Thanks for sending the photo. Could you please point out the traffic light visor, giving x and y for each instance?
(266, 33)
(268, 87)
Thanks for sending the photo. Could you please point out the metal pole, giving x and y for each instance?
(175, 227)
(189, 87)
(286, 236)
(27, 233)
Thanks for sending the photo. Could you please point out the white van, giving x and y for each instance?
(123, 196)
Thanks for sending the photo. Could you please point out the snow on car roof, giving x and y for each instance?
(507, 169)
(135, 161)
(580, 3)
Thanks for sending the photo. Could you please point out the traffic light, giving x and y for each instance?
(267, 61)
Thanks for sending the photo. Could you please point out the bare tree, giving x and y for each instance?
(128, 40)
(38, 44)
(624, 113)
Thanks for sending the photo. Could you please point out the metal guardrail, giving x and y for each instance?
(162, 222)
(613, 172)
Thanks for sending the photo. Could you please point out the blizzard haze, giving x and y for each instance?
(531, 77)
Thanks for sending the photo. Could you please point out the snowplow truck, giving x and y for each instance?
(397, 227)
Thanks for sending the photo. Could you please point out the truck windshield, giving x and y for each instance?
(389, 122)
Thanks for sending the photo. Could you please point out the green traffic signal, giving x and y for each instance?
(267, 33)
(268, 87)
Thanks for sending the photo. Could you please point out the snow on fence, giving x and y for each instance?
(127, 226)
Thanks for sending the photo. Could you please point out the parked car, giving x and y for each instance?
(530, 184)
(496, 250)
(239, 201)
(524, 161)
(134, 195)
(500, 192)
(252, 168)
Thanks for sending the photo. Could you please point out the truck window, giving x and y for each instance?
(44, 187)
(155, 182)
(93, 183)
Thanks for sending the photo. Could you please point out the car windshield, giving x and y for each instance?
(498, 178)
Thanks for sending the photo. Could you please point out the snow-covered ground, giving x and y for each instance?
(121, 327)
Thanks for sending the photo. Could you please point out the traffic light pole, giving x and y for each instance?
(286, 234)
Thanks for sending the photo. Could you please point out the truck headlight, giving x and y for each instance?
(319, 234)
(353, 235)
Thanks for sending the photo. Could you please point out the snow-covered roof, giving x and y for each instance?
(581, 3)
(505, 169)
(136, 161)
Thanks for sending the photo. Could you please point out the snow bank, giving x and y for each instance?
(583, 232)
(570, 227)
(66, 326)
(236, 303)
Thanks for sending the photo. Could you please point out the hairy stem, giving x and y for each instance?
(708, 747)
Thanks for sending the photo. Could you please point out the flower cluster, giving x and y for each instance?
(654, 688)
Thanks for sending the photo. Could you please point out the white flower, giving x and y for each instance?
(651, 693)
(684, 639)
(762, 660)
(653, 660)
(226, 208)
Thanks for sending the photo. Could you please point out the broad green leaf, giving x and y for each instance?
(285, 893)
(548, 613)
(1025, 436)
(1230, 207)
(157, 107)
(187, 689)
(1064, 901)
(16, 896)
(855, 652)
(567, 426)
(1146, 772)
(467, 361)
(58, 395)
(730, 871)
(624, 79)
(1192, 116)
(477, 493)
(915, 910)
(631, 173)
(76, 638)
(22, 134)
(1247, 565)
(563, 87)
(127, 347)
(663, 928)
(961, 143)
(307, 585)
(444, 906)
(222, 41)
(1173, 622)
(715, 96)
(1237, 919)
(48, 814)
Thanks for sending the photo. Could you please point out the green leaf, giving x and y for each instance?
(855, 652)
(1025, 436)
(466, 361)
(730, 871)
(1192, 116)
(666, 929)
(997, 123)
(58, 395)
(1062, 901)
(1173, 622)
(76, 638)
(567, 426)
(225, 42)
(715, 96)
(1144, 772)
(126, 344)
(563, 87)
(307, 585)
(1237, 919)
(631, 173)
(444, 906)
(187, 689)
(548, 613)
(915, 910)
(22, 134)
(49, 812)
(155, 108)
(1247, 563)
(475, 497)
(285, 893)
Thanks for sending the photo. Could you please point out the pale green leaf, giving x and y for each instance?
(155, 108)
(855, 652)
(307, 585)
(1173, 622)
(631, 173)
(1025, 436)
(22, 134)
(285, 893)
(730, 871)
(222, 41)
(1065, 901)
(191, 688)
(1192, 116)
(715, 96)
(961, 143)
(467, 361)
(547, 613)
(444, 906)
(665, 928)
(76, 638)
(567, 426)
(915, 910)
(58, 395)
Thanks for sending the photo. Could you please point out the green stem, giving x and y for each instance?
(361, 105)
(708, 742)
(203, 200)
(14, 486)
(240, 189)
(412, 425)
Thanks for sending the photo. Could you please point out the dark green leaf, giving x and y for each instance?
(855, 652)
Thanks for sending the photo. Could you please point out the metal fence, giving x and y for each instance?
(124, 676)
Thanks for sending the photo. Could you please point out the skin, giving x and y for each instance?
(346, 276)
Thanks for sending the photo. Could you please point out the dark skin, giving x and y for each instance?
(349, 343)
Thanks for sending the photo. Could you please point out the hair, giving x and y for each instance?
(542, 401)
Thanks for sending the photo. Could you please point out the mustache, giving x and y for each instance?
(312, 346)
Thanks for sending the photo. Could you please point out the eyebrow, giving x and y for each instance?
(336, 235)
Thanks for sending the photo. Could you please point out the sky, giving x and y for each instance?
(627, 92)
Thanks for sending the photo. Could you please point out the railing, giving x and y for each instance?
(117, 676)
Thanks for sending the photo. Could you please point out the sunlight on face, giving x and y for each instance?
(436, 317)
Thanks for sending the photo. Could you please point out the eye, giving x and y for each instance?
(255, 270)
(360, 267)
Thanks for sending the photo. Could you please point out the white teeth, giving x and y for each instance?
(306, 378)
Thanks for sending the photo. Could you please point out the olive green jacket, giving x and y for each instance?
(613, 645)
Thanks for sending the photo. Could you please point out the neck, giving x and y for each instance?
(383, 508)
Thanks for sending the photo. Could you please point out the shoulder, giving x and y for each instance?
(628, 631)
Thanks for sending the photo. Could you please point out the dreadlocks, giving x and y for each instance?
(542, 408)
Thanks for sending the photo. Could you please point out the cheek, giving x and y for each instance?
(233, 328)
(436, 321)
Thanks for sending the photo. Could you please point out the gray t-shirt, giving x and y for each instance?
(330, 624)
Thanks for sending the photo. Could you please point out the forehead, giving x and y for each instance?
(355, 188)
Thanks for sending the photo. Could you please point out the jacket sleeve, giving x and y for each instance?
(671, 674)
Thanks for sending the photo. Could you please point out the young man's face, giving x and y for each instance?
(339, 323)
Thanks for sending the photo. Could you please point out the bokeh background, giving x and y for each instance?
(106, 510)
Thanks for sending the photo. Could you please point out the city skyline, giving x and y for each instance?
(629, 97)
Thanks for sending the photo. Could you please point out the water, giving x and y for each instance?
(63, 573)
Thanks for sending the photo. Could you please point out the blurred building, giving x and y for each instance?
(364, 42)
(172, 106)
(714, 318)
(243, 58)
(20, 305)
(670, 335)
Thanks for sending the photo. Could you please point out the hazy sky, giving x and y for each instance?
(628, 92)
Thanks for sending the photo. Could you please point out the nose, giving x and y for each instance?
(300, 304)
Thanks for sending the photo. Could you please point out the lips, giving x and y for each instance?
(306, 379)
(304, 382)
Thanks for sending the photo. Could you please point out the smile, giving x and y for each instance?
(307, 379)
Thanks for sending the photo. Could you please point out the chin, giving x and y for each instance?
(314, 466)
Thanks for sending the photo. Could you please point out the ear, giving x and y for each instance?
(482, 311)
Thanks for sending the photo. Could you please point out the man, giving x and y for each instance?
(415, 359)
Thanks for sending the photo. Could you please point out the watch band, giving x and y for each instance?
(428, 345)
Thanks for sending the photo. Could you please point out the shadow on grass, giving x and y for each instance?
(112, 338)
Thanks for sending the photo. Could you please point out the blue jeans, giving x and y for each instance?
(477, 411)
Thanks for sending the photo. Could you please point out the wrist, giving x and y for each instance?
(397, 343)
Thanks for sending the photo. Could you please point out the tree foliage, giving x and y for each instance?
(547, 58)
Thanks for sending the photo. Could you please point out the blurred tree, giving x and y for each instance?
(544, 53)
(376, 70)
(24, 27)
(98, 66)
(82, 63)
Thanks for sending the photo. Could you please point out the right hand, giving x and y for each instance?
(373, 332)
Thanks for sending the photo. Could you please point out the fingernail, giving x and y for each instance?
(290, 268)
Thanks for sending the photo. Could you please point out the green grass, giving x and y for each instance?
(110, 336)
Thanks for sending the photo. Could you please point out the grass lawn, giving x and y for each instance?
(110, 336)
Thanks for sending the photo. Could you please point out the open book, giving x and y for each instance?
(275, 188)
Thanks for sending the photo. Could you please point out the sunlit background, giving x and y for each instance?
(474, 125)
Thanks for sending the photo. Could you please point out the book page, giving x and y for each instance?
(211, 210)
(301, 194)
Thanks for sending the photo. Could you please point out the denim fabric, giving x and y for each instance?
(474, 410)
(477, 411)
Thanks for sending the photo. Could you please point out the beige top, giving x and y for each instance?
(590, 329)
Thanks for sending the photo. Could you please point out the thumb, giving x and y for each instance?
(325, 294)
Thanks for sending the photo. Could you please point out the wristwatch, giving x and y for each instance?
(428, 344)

TASK TO COMPLETE. An exact copy of the lines from the one containing "thumb, giving x and y for each instance?" through the end of the entries is required, and nothing beyond them.

OUTPUT FOR THIS TASK.
Thanks for sending the photo. Could you please point out the thumb, giving x and y for each instance?
(325, 294)
Thanks for sending the photo. Could you please point out the wristwatch, giving x and y for each instance?
(428, 344)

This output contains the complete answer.